[[ Exercise data, beginning ]]

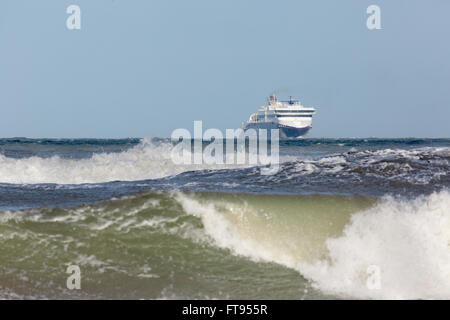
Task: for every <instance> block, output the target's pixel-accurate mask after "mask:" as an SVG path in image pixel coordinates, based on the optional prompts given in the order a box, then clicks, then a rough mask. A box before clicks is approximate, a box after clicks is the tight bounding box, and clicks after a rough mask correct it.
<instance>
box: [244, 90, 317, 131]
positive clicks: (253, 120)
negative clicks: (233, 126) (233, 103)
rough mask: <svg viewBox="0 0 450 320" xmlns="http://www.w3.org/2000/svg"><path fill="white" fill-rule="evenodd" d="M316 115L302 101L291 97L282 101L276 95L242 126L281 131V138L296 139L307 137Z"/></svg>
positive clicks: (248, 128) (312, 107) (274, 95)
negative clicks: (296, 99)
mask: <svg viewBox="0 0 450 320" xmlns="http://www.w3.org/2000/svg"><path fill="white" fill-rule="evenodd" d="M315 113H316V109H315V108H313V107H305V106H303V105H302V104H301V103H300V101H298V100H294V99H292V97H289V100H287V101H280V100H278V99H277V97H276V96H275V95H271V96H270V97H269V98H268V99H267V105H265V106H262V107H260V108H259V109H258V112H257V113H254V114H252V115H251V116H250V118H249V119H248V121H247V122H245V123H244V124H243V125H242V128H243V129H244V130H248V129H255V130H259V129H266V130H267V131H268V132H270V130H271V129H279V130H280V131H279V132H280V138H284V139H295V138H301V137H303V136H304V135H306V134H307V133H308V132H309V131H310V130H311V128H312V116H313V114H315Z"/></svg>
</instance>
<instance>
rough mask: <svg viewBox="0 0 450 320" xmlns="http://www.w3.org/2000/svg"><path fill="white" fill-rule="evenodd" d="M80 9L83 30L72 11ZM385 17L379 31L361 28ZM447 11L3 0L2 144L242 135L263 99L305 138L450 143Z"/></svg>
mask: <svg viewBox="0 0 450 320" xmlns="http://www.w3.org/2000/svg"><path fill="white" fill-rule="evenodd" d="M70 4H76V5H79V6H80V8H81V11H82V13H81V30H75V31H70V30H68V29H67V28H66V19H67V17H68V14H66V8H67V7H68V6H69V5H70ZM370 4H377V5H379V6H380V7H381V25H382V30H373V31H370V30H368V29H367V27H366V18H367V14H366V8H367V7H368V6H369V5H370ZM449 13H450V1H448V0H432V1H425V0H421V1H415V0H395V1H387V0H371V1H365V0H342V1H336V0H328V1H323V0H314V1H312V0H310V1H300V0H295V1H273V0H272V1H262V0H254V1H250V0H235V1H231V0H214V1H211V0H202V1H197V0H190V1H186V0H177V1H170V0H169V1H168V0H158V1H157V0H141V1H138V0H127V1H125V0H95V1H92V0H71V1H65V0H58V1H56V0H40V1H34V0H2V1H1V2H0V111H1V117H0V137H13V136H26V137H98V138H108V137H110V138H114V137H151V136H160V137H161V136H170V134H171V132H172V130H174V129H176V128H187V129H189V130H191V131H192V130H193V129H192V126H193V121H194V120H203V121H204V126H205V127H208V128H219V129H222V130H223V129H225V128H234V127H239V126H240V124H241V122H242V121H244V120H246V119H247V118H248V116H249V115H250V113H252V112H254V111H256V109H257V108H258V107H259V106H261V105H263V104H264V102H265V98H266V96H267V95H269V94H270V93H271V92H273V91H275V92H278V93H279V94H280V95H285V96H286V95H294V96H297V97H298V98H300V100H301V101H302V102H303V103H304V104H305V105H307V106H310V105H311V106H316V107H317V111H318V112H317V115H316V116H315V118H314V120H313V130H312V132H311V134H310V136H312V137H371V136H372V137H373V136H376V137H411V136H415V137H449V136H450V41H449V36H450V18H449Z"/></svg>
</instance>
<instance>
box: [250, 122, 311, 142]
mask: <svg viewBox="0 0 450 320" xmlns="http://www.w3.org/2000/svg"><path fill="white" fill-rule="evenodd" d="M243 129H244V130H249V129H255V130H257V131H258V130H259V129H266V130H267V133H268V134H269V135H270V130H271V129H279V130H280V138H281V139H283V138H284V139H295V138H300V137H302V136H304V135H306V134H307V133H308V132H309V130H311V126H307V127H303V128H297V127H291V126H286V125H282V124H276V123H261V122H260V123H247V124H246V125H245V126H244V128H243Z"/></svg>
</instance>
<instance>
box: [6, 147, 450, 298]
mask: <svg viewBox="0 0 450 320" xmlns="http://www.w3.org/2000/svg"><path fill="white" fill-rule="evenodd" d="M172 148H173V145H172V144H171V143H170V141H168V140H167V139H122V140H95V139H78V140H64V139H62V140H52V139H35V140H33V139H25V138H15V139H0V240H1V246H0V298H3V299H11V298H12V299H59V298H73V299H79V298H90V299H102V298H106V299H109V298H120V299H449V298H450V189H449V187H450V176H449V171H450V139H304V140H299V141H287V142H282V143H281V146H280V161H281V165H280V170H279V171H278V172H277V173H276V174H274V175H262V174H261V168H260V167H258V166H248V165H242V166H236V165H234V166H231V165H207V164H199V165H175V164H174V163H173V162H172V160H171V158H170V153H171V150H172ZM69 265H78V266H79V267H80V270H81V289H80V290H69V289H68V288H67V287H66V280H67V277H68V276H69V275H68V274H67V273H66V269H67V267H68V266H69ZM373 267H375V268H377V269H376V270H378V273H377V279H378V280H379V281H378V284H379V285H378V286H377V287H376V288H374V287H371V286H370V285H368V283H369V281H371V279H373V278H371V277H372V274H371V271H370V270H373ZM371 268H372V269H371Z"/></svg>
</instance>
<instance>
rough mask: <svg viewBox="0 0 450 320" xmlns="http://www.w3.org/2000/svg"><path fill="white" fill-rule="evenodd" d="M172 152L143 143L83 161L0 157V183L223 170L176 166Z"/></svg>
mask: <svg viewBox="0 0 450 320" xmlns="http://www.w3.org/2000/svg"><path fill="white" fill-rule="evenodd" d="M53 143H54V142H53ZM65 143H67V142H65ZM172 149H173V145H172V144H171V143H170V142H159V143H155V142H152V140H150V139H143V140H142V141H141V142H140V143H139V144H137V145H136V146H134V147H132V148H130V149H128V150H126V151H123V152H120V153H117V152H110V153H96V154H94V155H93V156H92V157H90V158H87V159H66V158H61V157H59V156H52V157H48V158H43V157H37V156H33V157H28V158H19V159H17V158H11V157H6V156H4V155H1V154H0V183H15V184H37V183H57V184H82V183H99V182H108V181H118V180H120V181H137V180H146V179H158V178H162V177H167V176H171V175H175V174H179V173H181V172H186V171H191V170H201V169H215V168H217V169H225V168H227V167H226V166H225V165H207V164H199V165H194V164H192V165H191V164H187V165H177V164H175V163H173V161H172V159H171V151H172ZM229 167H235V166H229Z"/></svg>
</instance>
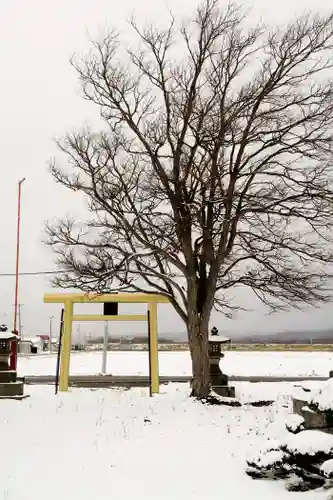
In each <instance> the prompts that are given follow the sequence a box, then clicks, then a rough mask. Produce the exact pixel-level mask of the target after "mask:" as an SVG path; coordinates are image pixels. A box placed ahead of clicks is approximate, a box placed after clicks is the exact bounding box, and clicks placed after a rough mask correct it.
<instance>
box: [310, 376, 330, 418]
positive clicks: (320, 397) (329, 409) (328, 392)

[[ Exercise data, end ]]

(What the task requires)
Write out all the entries again, word for word, and print no images.

(Response to this task)
Task: for every <instance> block, output the target's pixel-accurate mask after "mask:" as an SVG path in image pixel coordinates, based on the optional prompts given in the order a box, then clicks, then a rough mask. A box before clicks is approximate, a box after clicks is the tight bounding box, and clicks after a rough mask correct it.
<instance>
box: [244, 90, 317, 131]
positive clicks: (253, 120)
negative clicks: (233, 126) (233, 103)
rough mask: <svg viewBox="0 0 450 320" xmlns="http://www.w3.org/2000/svg"><path fill="white" fill-rule="evenodd" d="M316 115L302 101L291 97L282 101L276 95L242 126L281 131V138L296 139L307 137Z"/></svg>
positive clicks: (248, 128) (312, 107) (274, 95)
negative clicks: (296, 99)
mask: <svg viewBox="0 0 450 320" xmlns="http://www.w3.org/2000/svg"><path fill="white" fill-rule="evenodd" d="M315 113H316V109H315V108H313V107H305V106H303V105H302V104H301V103H300V101H298V100H294V99H292V97H289V100H287V101H280V100H278V99H277V97H276V96H275V95H271V96H270V97H269V98H268V99H267V105H265V106H262V107H260V108H259V109H258V112H257V113H254V114H252V115H251V116H250V118H249V119H248V121H247V122H245V123H244V124H243V125H242V128H243V129H244V130H248V129H255V130H259V129H266V130H267V131H268V132H270V130H271V129H279V130H280V131H279V132H280V138H284V139H295V138H301V137H303V136H304V135H306V134H307V133H308V132H309V131H310V130H311V128H312V116H313V114H315Z"/></svg>
</instance>
<instance>
rough mask: <svg viewBox="0 0 450 320" xmlns="http://www.w3.org/2000/svg"><path fill="white" fill-rule="evenodd" d="M80 9L83 30L72 11ZM385 17L379 31L361 28ZM447 11L3 0L2 144L242 135L263 99L305 138L450 143Z"/></svg>
mask: <svg viewBox="0 0 450 320" xmlns="http://www.w3.org/2000/svg"><path fill="white" fill-rule="evenodd" d="M70 4H76V5H79V6H80V8H81V11H82V13H81V30H75V31H70V30H68V29H67V28H66V19H67V17H68V14H66V8H67V7H68V6H69V5H70ZM370 4H377V5H379V6H380V7H381V25H382V30H373V31H370V30H368V29H367V27H366V18H367V14H366V8H367V7H368V6H369V5H370ZM449 13H450V1H448V0H432V1H425V0H421V1H415V0H395V1H387V0H371V1H365V0H342V1H336V0H328V1H323V0H314V1H312V0H310V1H300V0H295V1H273V0H272V1H262V0H254V1H250V0H235V1H231V0H214V1H211V0H202V1H197V0H190V1H186V0H177V1H170V0H169V1H168V0H158V1H157V0H141V1H138V0H127V1H125V0H95V1H92V0H71V1H65V0H58V1H56V0H40V1H34V0H2V1H1V2H0V111H1V117H0V137H13V136H26V137H98V138H108V137H110V138H114V137H151V136H160V137H161V136H170V134H171V132H172V130H174V129H176V128H187V129H189V130H191V131H192V130H193V129H192V126H193V121H194V120H203V121H204V126H205V127H208V128H219V129H222V130H223V129H225V128H234V127H239V126H240V124H241V122H242V121H244V120H246V119H247V118H248V116H249V115H250V113H252V112H254V111H256V109H257V108H258V107H259V106H261V105H263V104H264V102H265V98H266V96H267V95H269V94H270V93H271V92H273V91H275V92H278V93H279V94H280V95H285V96H286V95H294V96H297V97H298V98H300V100H301V101H302V102H303V103H304V104H305V105H307V106H310V105H311V106H316V107H317V111H318V112H317V115H316V116H315V118H314V120H313V130H312V132H311V134H310V136H312V137H371V136H372V137H373V136H376V137H411V136H415V137H449V136H450V41H449V36H450V18H449Z"/></svg>
</instance>
<instance>
box: [250, 122, 311, 142]
mask: <svg viewBox="0 0 450 320" xmlns="http://www.w3.org/2000/svg"><path fill="white" fill-rule="evenodd" d="M243 129H244V130H249V129H255V130H257V131H258V130H259V129H266V130H267V133H268V134H269V135H270V130H271V129H279V130H280V138H281V139H283V138H284V139H295V138H300V137H302V136H304V135H306V134H307V133H308V132H309V130H311V126H307V127H303V128H297V127H291V126H286V125H282V124H276V123H261V122H260V123H247V124H246V125H245V126H244V128H243Z"/></svg>
</instance>
<instance>
box: [6, 147, 450, 298]
mask: <svg viewBox="0 0 450 320" xmlns="http://www.w3.org/2000/svg"><path fill="white" fill-rule="evenodd" d="M172 148H173V145H172V144H171V143H170V141H168V140H167V139H122V140H95V139H78V140H64V139H62V140H52V139H35V140H33V139H25V138H15V139H0V240H1V246H0V298H3V299H11V298H12V299H59V298H73V299H79V298H90V299H102V298H106V299H109V298H120V299H449V298H450V189H449V187H450V176H449V171H450V139H304V140H299V141H287V142H282V143H281V146H280V161H281V165H280V170H279V171H278V172H277V173H276V174H274V175H262V174H261V168H260V167H258V166H248V165H242V166H236V165H234V166H231V165H207V164H199V165H175V164H174V163H173V162H172V160H171V158H170V153H171V150H172ZM69 265H78V266H79V267H80V270H81V289H80V290H69V289H68V288H67V287H66V280H67V277H68V276H69V275H68V274H67V273H66V269H67V267H68V266H69ZM373 267H375V268H377V269H376V270H378V273H377V279H378V280H379V281H378V284H379V285H378V286H377V287H376V288H374V287H371V286H370V285H368V283H369V281H371V279H373V278H371V277H372V274H371V271H370V270H373ZM371 268H372V269H371Z"/></svg>
</instance>
<instance>
rough mask: <svg viewBox="0 0 450 320" xmlns="http://www.w3.org/2000/svg"><path fill="white" fill-rule="evenodd" d="M172 152L143 143L83 161L0 157V183L223 170L176 166Z"/></svg>
mask: <svg viewBox="0 0 450 320" xmlns="http://www.w3.org/2000/svg"><path fill="white" fill-rule="evenodd" d="M53 143H54V142H53ZM65 143H67V142H65ZM172 149H173V145H172V144H171V143H170V142H159V143H155V142H152V140H150V139H143V140H142V141H141V142H140V143H139V144H137V145H136V146H134V147H132V148H130V149H128V150H126V151H123V152H120V153H117V152H110V153H96V154H94V155H93V156H92V157H90V158H87V159H66V158H61V157H59V156H52V157H48V158H43V157H37V156H33V157H28V158H19V159H17V158H11V157H6V156H4V155H1V154H0V183H15V184H37V183H57V184H82V183H99V182H108V181H118V180H120V181H137V180H146V179H158V178H162V177H167V176H171V175H175V174H179V173H181V172H186V171H191V170H201V169H215V168H217V169H225V168H227V167H226V166H225V165H207V164H199V165H194V164H192V165H191V164H187V165H177V164H175V163H173V161H172V159H171V151H172ZM229 167H235V166H229Z"/></svg>
</instance>
In each <instance> the prompts that are given follow the sequence a box, then clicks, then a rough mask. Produce the exact pixel-level mask of the target after "mask:" as an SVG path; coordinates are image pixels. A box placed ahead of clicks is approximate, a box placed after clicks is the exact bounding box, and clicks placed after a rough mask correct it.
<instance>
box: [310, 376, 330, 418]
positive clicks: (320, 397) (329, 409) (328, 392)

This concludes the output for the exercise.